> **Task description**:
Copy every line from the one containing "the stone slab" through the last line of the records below, both included, and nothing else.

(Dataset rows on where objects appear)
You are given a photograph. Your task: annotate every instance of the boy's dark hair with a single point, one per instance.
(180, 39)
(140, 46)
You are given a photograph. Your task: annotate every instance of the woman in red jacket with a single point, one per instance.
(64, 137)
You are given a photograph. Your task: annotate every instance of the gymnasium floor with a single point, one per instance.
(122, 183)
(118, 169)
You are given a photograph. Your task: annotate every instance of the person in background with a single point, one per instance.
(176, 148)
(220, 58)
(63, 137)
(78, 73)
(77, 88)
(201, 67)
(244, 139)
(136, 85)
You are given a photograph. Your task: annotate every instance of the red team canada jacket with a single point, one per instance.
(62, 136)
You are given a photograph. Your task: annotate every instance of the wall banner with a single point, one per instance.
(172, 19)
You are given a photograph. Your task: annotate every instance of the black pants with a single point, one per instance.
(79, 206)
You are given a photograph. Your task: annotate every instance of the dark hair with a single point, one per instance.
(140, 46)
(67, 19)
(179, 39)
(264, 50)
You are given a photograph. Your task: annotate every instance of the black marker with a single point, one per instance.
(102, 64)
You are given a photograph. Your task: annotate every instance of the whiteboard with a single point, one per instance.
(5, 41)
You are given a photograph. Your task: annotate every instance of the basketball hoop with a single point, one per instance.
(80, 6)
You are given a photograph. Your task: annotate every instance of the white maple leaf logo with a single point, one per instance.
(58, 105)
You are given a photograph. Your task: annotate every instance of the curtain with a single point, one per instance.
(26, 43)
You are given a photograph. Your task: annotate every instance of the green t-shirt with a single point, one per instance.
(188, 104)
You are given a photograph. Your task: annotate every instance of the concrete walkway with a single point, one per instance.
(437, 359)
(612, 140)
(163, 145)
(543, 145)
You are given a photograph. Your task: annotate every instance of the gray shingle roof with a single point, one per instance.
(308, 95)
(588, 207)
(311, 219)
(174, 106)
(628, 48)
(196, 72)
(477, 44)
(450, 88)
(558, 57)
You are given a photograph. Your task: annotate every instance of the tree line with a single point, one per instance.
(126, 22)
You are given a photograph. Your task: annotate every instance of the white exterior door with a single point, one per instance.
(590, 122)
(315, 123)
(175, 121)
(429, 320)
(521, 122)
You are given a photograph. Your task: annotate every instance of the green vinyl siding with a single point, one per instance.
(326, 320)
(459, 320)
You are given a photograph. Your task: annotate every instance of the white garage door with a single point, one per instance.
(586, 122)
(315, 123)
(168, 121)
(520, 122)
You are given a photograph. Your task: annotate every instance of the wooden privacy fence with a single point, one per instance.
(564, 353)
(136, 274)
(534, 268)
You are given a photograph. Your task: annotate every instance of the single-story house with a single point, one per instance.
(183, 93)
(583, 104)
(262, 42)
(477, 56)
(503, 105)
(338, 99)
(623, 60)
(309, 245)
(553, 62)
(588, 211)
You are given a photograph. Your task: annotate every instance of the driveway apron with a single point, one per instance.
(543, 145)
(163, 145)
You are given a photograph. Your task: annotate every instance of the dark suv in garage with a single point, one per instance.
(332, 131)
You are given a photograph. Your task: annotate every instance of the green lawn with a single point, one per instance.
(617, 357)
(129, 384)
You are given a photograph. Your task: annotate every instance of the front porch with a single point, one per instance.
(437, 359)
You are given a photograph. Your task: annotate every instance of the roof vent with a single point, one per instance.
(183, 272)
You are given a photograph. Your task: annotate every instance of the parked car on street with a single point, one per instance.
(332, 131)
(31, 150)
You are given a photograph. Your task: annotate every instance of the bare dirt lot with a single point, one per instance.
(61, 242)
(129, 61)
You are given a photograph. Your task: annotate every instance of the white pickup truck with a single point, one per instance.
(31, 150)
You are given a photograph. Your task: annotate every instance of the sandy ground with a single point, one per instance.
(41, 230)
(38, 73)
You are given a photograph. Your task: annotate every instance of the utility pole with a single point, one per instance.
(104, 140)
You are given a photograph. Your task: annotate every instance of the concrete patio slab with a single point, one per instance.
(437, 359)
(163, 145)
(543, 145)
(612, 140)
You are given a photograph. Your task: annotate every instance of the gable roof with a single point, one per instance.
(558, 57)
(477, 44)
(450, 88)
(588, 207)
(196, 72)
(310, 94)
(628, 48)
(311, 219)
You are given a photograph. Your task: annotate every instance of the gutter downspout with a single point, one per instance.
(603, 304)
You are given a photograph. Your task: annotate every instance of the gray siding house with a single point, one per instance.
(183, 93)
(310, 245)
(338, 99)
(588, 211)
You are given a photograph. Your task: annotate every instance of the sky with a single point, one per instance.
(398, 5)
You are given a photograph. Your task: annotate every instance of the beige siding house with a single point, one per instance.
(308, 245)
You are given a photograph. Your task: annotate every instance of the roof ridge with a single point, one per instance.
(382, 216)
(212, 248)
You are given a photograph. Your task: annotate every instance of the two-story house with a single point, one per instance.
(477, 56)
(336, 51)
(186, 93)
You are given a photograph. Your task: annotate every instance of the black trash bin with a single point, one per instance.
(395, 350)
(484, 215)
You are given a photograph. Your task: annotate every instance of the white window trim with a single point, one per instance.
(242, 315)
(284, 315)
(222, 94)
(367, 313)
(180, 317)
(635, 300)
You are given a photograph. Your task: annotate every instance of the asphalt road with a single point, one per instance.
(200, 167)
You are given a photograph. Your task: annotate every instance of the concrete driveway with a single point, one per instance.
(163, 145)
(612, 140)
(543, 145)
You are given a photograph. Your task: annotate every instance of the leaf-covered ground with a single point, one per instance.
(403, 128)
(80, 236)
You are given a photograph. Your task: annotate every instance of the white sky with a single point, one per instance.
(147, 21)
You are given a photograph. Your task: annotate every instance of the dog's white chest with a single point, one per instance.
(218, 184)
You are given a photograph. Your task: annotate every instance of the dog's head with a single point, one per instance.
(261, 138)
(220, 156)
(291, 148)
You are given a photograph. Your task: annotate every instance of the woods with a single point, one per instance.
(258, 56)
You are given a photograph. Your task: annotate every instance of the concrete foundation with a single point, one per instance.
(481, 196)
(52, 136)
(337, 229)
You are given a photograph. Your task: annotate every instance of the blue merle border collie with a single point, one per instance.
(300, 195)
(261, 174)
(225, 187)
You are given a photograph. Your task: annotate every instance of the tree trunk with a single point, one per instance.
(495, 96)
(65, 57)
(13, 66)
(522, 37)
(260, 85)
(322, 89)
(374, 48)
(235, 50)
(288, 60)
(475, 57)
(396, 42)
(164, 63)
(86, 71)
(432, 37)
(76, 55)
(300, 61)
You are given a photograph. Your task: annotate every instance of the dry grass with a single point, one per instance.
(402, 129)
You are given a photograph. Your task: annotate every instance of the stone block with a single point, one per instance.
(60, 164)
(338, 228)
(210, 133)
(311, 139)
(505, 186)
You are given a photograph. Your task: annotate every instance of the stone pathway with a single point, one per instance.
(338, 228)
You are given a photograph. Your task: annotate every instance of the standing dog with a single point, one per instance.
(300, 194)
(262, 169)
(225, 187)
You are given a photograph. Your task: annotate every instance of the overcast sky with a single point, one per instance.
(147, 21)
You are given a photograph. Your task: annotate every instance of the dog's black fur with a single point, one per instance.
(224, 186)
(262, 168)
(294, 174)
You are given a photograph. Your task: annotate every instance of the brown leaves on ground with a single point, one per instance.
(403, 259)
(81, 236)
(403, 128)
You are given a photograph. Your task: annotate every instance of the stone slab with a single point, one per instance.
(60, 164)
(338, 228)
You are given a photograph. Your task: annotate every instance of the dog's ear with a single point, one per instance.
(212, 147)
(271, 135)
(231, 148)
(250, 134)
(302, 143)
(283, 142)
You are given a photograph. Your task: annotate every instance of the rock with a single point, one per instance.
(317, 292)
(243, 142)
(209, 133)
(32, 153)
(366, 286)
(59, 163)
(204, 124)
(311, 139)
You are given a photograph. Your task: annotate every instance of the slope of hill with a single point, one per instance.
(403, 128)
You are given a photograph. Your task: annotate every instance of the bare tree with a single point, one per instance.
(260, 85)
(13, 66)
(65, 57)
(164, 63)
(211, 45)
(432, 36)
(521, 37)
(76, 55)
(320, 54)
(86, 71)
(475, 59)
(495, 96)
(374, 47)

> **Exercise solution**:
You are given a photograph. Your task: annotate every instance of the stone slab with a single point, one per instance.
(60, 164)
(338, 228)
You are given a photograph. Your task: annotate every instance of the dog's ear with a single point, one per instance.
(212, 147)
(271, 135)
(231, 148)
(250, 134)
(302, 143)
(283, 142)
You are given a photograph. Your task: annotate every instance of the rock with a single point, one per instance.
(317, 292)
(243, 142)
(209, 133)
(32, 153)
(366, 286)
(59, 163)
(204, 124)
(311, 139)
You are given a photograph. Your task: annotate every instance of the slope of hill with a single point, one per instance.
(403, 128)
You are given a photograph. Your task: annotate every instance of the bare tree with a single point, one per instance.
(260, 85)
(13, 66)
(65, 57)
(164, 63)
(211, 45)
(432, 36)
(521, 37)
(76, 55)
(320, 54)
(86, 71)
(475, 59)
(495, 96)
(374, 47)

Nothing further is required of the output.